• **Extracted data**:
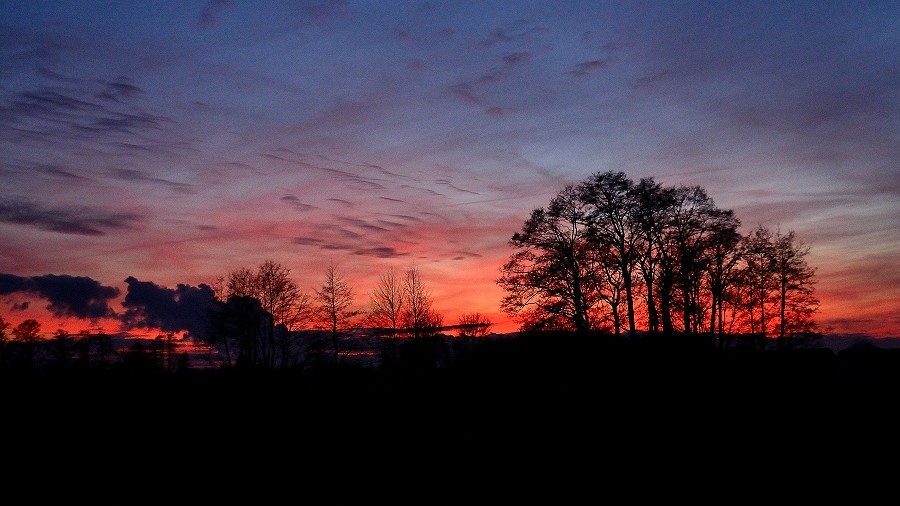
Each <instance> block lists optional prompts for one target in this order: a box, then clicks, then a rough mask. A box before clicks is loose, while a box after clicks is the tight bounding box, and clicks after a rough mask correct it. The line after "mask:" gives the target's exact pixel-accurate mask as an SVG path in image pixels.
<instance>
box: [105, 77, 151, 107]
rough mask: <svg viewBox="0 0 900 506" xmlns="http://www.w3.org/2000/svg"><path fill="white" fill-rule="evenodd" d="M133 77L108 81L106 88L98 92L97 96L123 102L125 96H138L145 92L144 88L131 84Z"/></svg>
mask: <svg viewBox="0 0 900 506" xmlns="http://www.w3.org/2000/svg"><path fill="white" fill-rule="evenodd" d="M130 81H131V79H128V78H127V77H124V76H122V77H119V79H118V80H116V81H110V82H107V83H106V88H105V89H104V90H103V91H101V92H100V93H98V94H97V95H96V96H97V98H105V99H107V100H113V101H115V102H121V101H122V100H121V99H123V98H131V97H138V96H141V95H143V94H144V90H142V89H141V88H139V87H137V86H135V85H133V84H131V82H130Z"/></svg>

• **What is needed**: Set down each record above exactly as it stands and leave out all pictures.

• **Task solution**:
Each <instance> block lists optional prompts for one target in this order: a box, then clicks, then a rough mask. A box before clicks is loose, while a box after clicks is the tight bounding box, and clicks after a rough mask correct it. The line after "mask:" gives the target's exact pixel-accurate mask as an SVG path in image pixels.
<instance>
box: [105, 77, 151, 107]
rough mask: <svg viewBox="0 0 900 506" xmlns="http://www.w3.org/2000/svg"><path fill="white" fill-rule="evenodd" d="M133 77L108 81L106 88L98 92L97 96L123 102L125 96H138L145 92L144 88L131 84Z"/></svg>
mask: <svg viewBox="0 0 900 506" xmlns="http://www.w3.org/2000/svg"><path fill="white" fill-rule="evenodd" d="M130 81H131V79H128V78H127V77H124V76H122V77H119V79H118V80H116V81H110V82H107V83H106V88H105V89H104V90H103V91H101V92H100V93H98V94H97V95H96V96H97V98H105V99H107V100H113V101H115V102H121V101H122V100H121V99H123V98H131V97H138V96H141V95H143V94H144V90H142V89H141V88H139V87H137V86H135V85H133V84H131V82H130Z"/></svg>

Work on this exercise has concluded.